• [Work task]: Every entry is to be transcribed as it stands. Images stay out.

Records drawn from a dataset
========================

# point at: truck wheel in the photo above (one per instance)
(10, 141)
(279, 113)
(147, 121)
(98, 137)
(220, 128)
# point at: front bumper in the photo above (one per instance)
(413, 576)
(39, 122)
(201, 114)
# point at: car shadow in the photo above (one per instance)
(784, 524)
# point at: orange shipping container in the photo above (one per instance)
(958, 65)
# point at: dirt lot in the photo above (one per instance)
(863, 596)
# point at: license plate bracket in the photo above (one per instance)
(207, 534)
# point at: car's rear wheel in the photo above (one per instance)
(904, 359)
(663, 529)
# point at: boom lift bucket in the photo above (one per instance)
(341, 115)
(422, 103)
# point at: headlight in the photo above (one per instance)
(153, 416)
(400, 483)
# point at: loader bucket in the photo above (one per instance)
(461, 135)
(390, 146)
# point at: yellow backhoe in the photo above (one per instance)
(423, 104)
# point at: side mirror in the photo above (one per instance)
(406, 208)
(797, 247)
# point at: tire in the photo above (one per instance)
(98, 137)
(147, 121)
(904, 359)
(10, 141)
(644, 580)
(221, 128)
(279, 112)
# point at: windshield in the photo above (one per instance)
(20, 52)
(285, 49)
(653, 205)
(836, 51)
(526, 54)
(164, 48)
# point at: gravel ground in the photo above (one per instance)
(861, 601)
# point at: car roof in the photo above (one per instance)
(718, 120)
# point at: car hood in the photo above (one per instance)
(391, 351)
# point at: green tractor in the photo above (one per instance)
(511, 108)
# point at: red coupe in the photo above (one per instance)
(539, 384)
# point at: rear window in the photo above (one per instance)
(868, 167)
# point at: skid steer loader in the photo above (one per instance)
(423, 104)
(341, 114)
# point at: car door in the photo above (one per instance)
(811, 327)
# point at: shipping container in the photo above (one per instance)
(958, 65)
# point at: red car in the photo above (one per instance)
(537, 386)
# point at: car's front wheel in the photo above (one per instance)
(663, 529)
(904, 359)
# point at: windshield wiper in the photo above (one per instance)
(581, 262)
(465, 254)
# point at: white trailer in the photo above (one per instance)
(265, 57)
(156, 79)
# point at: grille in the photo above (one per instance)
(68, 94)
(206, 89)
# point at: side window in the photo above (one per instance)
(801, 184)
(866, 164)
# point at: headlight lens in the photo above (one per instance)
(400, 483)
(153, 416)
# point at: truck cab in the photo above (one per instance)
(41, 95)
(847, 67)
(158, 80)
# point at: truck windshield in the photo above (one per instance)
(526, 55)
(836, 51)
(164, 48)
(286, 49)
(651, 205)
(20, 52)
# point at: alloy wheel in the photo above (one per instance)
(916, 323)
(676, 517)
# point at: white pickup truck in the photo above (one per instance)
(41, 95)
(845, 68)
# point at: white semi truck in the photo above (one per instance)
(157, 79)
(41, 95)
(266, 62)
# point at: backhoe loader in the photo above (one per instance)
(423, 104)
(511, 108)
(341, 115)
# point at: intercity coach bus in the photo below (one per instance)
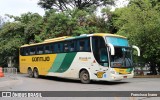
(99, 56)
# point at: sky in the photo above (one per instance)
(18, 7)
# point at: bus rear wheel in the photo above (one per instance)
(30, 73)
(35, 73)
(84, 77)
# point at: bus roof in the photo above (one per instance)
(63, 38)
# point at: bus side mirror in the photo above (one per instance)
(111, 48)
(135, 47)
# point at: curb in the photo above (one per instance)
(10, 82)
(147, 76)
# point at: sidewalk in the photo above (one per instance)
(147, 76)
(8, 80)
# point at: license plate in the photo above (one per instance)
(124, 76)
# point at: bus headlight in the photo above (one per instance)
(113, 72)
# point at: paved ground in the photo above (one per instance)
(24, 83)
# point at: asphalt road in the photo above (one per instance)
(24, 83)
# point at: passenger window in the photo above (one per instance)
(47, 49)
(40, 50)
(83, 45)
(66, 46)
(32, 50)
(100, 51)
(72, 46)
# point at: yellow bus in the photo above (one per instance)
(99, 56)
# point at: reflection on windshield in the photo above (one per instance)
(122, 57)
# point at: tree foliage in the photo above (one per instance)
(140, 22)
(64, 5)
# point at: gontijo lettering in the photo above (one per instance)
(36, 59)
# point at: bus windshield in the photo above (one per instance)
(122, 57)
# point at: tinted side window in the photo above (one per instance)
(58, 47)
(40, 50)
(83, 45)
(32, 51)
(47, 49)
(100, 51)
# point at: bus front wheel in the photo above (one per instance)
(30, 73)
(84, 77)
(35, 73)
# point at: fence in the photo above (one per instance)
(10, 72)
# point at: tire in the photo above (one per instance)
(84, 77)
(35, 73)
(30, 73)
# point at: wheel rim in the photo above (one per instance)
(35, 73)
(30, 72)
(85, 76)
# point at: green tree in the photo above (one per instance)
(140, 22)
(63, 5)
(14, 34)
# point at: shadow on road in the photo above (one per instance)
(79, 82)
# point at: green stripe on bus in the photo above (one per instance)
(58, 62)
(67, 62)
(129, 69)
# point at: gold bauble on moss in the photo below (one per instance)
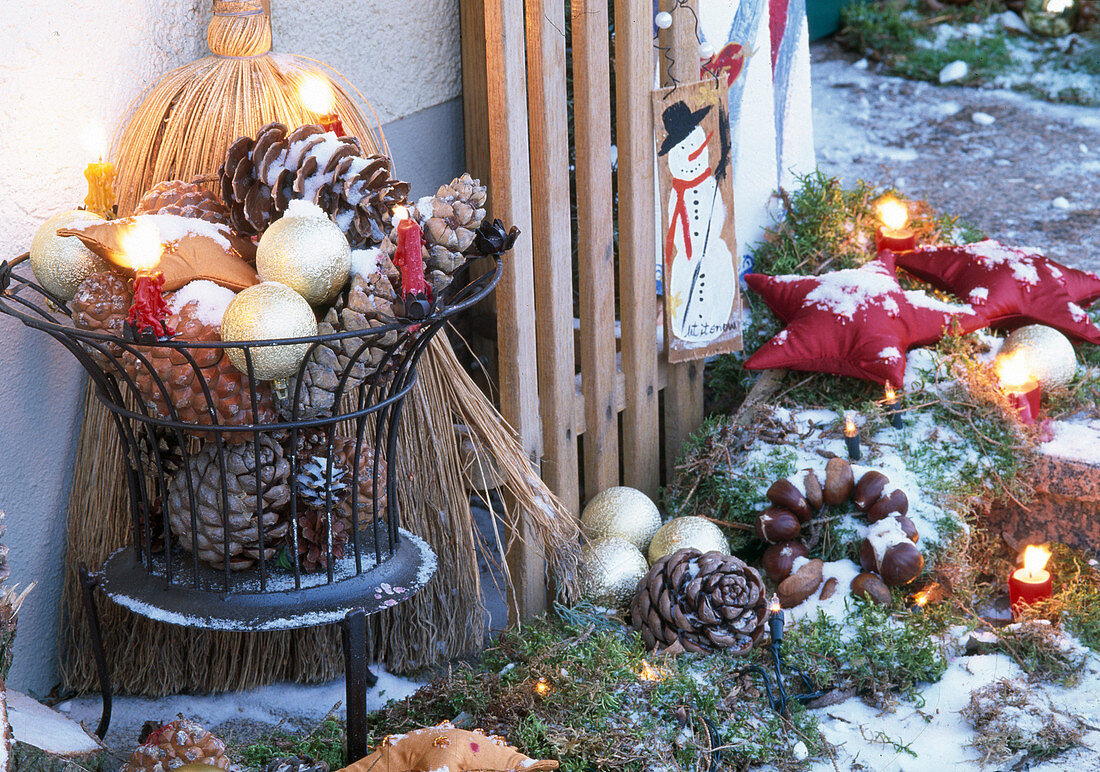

========================

• [Solution to the problem]:
# point at: truck wheel in the photo above (one per instance)
(10, 141)
(279, 113)
(147, 121)
(98, 137)
(220, 128)
# point at: front bumper in the photo above (one per instance)
(413, 576)
(39, 122)
(201, 114)
# point at: car shadow in the photo above (one per instance)
(784, 524)
# point at: orange shipping container in the photo above (one per instance)
(958, 65)
# point at: dirt lot in the photo above (one per instance)
(863, 596)
# point at: license plate bracket in the photo above (one per instance)
(207, 534)
# point at: car's rear wheel in the photo above (one per instance)
(904, 359)
(663, 529)
# point at: boom lift bucket in the photo above (one per instance)
(341, 115)
(422, 103)
# point at: headlight in the photo above (one per instance)
(153, 416)
(400, 483)
# point at: loader bucket in the photo above (one per instance)
(461, 135)
(390, 146)
# point at: yellow backhoe in the photo above (one per instance)
(423, 104)
# point at: side mirror in the photo above (one per instance)
(406, 208)
(797, 247)
# point at: tire in the photo above (one per instance)
(98, 137)
(147, 121)
(904, 359)
(10, 141)
(644, 580)
(221, 128)
(279, 112)
# point at: windshield in the photo above (one per instance)
(20, 52)
(285, 49)
(653, 205)
(836, 51)
(526, 54)
(164, 48)
# point at: gravel ground in the photo above (one per instance)
(861, 601)
# point at: car roof in the photo above (one per instance)
(718, 120)
# point at: car hood in the photo above (one per instance)
(391, 351)
# point at: green tractor in the photo above (one per instance)
(511, 108)
# point at: red coupe in the photo above (one per instance)
(539, 384)
# point at: rear window in the photo above (one per instance)
(868, 167)
# point at: skid steer loader in the photo above (one per instance)
(423, 104)
(341, 114)
# point at: car door in the photo above (one per instance)
(811, 327)
# point at: shipping container in the photo above (one per instance)
(958, 65)
# point at: red car in the photo above (one per instance)
(537, 386)
# point at: car's front wheel in the photo above (one per instance)
(663, 529)
(904, 359)
# point at: windshield wiper in the photo above (one per instance)
(581, 262)
(465, 254)
# point at: white trailer in the photo above (one per instance)
(265, 57)
(156, 79)
# point at: grille in the photo above (one per instance)
(68, 94)
(206, 89)
# point at: side window in the photo above (one per instance)
(801, 184)
(866, 164)
# point at: headlight lens in the photo above (one per instance)
(400, 483)
(153, 416)
# point at: truck cab in the photo above (one per instance)
(41, 95)
(847, 67)
(158, 80)
# point at: truck windshield in the photo above (one per instance)
(526, 55)
(836, 51)
(164, 48)
(286, 49)
(651, 205)
(20, 52)
# point at: alloy wheel in the photo above (one per instance)
(916, 323)
(676, 517)
# point at: white pickup truck in the photo above (one per instance)
(41, 95)
(845, 68)
# point at: white semi truck in the photo above (one per instance)
(157, 79)
(41, 95)
(266, 62)
# point at: backhoe loader in the photo above (one per instance)
(423, 104)
(511, 108)
(341, 115)
# point at: intercity coach bus in the photo below (one per instance)
(99, 56)
# point at: sky in the photo above (one per instance)
(18, 7)
# point at: bus rear wheel in the photo above (one per instance)
(30, 73)
(35, 73)
(84, 77)
# point at: bus roof in the photo above (one per instance)
(63, 38)
# point at: bus side mirror in the photo above (one per instance)
(111, 48)
(135, 47)
# point at: curb in the photo above (one per instance)
(10, 82)
(147, 76)
# point at: sidewalk in the photo above (one per instance)
(147, 76)
(8, 80)
# point at: license plate in the photo above (one per instance)
(124, 76)
# point at: bus headlight in the photo above (one per instance)
(113, 72)
# point at: paved ground in the photo above (one per instance)
(24, 83)
# point at: asphalt road in the photo above (one per instance)
(24, 83)
# point at: passenger window in the photo above (one per instance)
(47, 49)
(40, 50)
(83, 45)
(66, 46)
(32, 50)
(100, 51)
(72, 46)
# point at: yellow bus in the photo above (one per instance)
(99, 56)
# point at: reflection on windshield in the photo above (one per instance)
(122, 57)
# point at: tree foliage in the photo above (one per instance)
(140, 22)
(64, 5)
# point at: gontijo lettering in the photo above (one per instance)
(36, 59)
# point at: bus windshield in the photo above (one per instance)
(122, 57)
# point at: tinted side window in the photo above (one per instance)
(58, 47)
(40, 50)
(83, 45)
(32, 51)
(47, 49)
(100, 51)
# point at: bus front wheel in the photo above (one per instance)
(30, 73)
(84, 77)
(35, 73)
# point at: fence in the photo above (one per instance)
(10, 72)
# point at: tire in the photo above (one per instance)
(84, 77)
(35, 73)
(30, 73)
# point at: wheel rim in the photo above (one per instance)
(35, 73)
(30, 72)
(85, 76)
# point at: green tree in the photo above (one per instance)
(140, 22)
(63, 5)
(14, 34)
# point at: shadow on road in the photo above (one per instance)
(79, 82)
# point at: green stripe on bus in the photo above (one per instance)
(58, 62)
(67, 62)
(129, 69)
# point at: gold bauble on moss in the photo below (one per instance)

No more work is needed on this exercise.